-- Problem requirements --
Reproduce the records below in full and without edits, omitting images.

[Object point labels]
* BEGIN *

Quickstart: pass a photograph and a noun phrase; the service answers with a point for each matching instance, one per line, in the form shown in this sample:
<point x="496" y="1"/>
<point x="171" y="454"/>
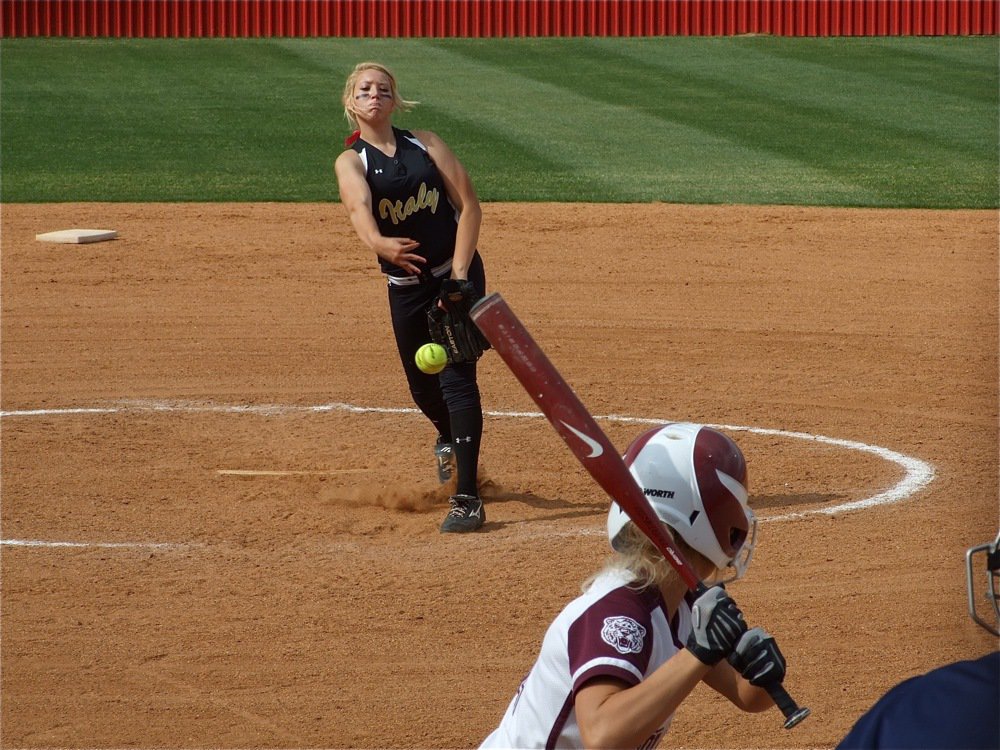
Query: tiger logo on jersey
<point x="624" y="634"/>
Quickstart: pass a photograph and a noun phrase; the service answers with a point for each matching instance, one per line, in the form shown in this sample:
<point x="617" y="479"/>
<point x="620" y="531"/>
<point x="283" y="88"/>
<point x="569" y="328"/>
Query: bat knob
<point x="796" y="717"/>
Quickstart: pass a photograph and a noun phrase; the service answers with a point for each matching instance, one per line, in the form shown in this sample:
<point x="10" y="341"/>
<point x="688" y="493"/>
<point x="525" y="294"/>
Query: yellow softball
<point x="431" y="358"/>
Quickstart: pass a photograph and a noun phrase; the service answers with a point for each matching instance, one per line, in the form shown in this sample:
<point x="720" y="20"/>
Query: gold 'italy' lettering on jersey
<point x="398" y="211"/>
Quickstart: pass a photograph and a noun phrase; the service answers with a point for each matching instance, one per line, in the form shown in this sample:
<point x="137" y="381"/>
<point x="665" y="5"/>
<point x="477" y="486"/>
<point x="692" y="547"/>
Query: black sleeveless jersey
<point x="409" y="199"/>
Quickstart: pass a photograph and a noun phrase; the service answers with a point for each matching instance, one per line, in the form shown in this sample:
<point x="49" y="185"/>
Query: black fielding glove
<point x="717" y="625"/>
<point x="452" y="327"/>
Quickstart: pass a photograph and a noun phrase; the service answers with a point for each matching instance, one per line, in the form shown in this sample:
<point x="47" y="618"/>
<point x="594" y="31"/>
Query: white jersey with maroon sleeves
<point x="611" y="630"/>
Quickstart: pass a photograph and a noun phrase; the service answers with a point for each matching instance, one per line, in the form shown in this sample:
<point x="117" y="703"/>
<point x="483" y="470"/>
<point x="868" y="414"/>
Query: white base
<point x="77" y="236"/>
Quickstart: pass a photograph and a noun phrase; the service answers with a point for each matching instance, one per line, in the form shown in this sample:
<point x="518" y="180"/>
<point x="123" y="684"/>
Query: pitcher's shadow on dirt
<point x="562" y="508"/>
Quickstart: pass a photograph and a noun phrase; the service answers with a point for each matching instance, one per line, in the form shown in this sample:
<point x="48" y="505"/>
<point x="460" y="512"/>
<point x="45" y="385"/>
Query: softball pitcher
<point x="617" y="662"/>
<point x="411" y="201"/>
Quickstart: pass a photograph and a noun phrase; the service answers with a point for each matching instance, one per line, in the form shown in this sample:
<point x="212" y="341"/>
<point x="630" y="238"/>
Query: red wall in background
<point x="493" y="18"/>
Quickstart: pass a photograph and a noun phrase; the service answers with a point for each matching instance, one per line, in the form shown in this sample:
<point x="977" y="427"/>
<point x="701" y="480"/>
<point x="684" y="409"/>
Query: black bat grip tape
<point x="793" y="714"/>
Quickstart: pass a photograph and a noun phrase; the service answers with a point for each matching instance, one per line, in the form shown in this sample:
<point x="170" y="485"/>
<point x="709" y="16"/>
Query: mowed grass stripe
<point x="879" y="122"/>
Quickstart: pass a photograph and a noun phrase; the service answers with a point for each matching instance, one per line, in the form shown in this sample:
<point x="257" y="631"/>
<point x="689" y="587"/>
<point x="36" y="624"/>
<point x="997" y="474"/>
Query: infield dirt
<point x="317" y="605"/>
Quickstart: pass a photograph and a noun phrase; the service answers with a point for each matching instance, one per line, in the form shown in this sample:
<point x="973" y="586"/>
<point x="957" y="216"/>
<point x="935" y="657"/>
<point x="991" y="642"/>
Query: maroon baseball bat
<point x="592" y="448"/>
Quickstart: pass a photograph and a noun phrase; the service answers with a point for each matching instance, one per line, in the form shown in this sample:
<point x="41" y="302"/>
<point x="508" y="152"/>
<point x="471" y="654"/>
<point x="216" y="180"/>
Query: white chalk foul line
<point x="918" y="473"/>
<point x="94" y="545"/>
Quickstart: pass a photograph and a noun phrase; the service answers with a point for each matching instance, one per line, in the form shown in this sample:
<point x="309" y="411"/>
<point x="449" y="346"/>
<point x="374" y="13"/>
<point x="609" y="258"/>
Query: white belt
<point x="436" y="272"/>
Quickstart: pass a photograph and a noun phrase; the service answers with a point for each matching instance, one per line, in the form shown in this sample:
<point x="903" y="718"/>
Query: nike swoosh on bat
<point x="595" y="447"/>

* END *

-- Answer to this problem --
Quickstart: pass a photograph and a noun phrase; the service answers with a point for each matching instance, one per line, in the form shown in this sample:
<point x="496" y="1"/>
<point x="171" y="454"/>
Query: tiger logo on jersey
<point x="624" y="634"/>
Quickstart: pass a photograph and a noun phrase; the service answers with a point for each matching instance, one per line, in the form shown in this sample:
<point x="617" y="479"/>
<point x="620" y="531"/>
<point x="283" y="88"/>
<point x="569" y="328"/>
Query: bat knob
<point x="796" y="717"/>
Quickstart: pass a photograph and a noun phrase; the service answers with a point for each matching instance, one per line, in the form shown in this sample:
<point x="10" y="341"/>
<point x="688" y="493"/>
<point x="525" y="294"/>
Query: yellow softball
<point x="431" y="358"/>
Quickstart: pass a photograph and a noun phrase; the service answers with a point for each matching instance, one per line, in the form shown in this sample:
<point x="720" y="20"/>
Query: gold 'italy' lettering on jersey
<point x="398" y="211"/>
Quickstart: pass a photograph and a noun phrase; the service answers with a point for each matching instance, one per line, in the form shown in this sample:
<point x="137" y="381"/>
<point x="665" y="5"/>
<point x="477" y="486"/>
<point x="692" y="547"/>
Query: black sleeveless jersey
<point x="409" y="199"/>
Quickstart: pass a photograph and a noun phrase; the service answers with a point for each matching instance, one per line, in the form shown in this sample:
<point x="49" y="185"/>
Query: black fielding glove
<point x="717" y="625"/>
<point x="452" y="327"/>
Quickstart: pass a photograph and a noun phrase; the service answers with a point for each matching instance, one per line, in the form shown in this sample:
<point x="47" y="618"/>
<point x="594" y="31"/>
Query: white jersey with maroon sleeves
<point x="611" y="630"/>
Quickstart: pass a photograph and a noun phrase; the service answers with a point for each matching instance, one per line, in the form shown in this sample:
<point x="117" y="703"/>
<point x="483" y="470"/>
<point x="868" y="414"/>
Query: white base
<point x="77" y="236"/>
Quickstart: pass a photograph and a noun phrase; the service answers with a point for each matching instance, one per line, in the form shown in this sample:
<point x="518" y="180"/>
<point x="123" y="684"/>
Query: pitcher's shadow on dirt
<point x="562" y="508"/>
Quickstart: pass a photograph and a noun phrase; the service answers with a point for each matching instance, one per line, in the form shown in this sample:
<point x="48" y="505"/>
<point x="460" y="512"/>
<point x="45" y="385"/>
Query: softball pitcher
<point x="617" y="662"/>
<point x="411" y="201"/>
Quickstart: pass a photograph and a noun phrase; the service answers with a point for each matching instance, one per line, in the form shown in this sample:
<point x="212" y="341"/>
<point x="630" y="238"/>
Query: red wall in background
<point x="493" y="18"/>
Quickstart: pass a photograph and a noun phrase; the service answers with a point for each matching instance, one per line, in the form shown in this sample:
<point x="977" y="427"/>
<point x="701" y="480"/>
<point x="684" y="409"/>
Query: black bat grip tape
<point x="793" y="714"/>
Quickstart: pass a photograph and a noun phrase; the service answers with a point for each matching instance, one per line, in the form shown in this sample:
<point x="170" y="485"/>
<point x="709" y="16"/>
Query: mowed grass stripe
<point x="879" y="122"/>
Quickstart: pass a photograph and a noun phrase; the service answers with a point for each matching instance, one per line, in the form shown in this sample:
<point x="257" y="631"/>
<point x="689" y="587"/>
<point x="36" y="624"/>
<point x="997" y="474"/>
Query: infield dirt
<point x="317" y="605"/>
Quickstart: pass a photograph and a noun phrase; the service answers with a point for each matching instance, one per line, in the form shown in this sample:
<point x="973" y="586"/>
<point x="957" y="216"/>
<point x="935" y="657"/>
<point x="991" y="642"/>
Query: maroon baseball bat
<point x="592" y="448"/>
Quickstart: pass a photograph and a noun phrase; the service answers with a point for each matching instance, one per line, in the form shown in this sample:
<point x="41" y="302"/>
<point x="508" y="152"/>
<point x="471" y="654"/>
<point x="216" y="180"/>
Query: white chalk foul line
<point x="918" y="473"/>
<point x="94" y="545"/>
Quickstart: pass a photograph and a noun phrase; the service answers with a point for each matching instance, one per line, in the form shown in this sample:
<point x="309" y="411"/>
<point x="449" y="346"/>
<point x="374" y="13"/>
<point x="609" y="258"/>
Query: white belt
<point x="436" y="272"/>
Quickstart: pass a photograph and a noun phrase; the service answers with a point for each matching instance, one per line, in the form shown in this sample:
<point x="903" y="718"/>
Query: nike swoosh on bat
<point x="595" y="447"/>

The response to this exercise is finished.